▶ _What is needed_
Reproduce word for word the stretch of the material below from the line containing "Note for the class: annotate every instance of the blue" through the line containing "(1157, 622)".

▶ _Stored records_
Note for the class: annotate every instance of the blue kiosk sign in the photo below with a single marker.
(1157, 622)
* * *
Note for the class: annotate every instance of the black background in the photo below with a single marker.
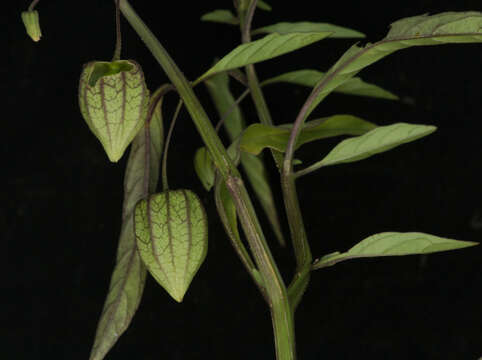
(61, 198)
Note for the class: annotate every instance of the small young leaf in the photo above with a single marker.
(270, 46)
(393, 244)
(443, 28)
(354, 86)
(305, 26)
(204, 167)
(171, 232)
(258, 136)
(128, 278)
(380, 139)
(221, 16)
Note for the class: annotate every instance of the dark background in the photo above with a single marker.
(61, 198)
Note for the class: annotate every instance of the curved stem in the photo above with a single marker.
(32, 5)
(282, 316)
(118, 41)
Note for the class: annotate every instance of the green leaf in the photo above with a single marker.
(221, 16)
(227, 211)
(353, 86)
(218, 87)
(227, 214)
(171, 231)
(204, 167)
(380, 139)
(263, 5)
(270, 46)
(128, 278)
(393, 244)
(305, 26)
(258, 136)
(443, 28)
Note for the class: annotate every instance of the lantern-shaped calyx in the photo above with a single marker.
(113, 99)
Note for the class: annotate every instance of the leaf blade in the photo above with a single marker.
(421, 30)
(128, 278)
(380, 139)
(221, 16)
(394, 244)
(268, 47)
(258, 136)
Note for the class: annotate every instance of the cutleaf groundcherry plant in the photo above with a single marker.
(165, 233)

▶ _Output_
Note for the class: annotate every instance of the blue kiosk sign in the photo below with a single marker.
(1157, 622)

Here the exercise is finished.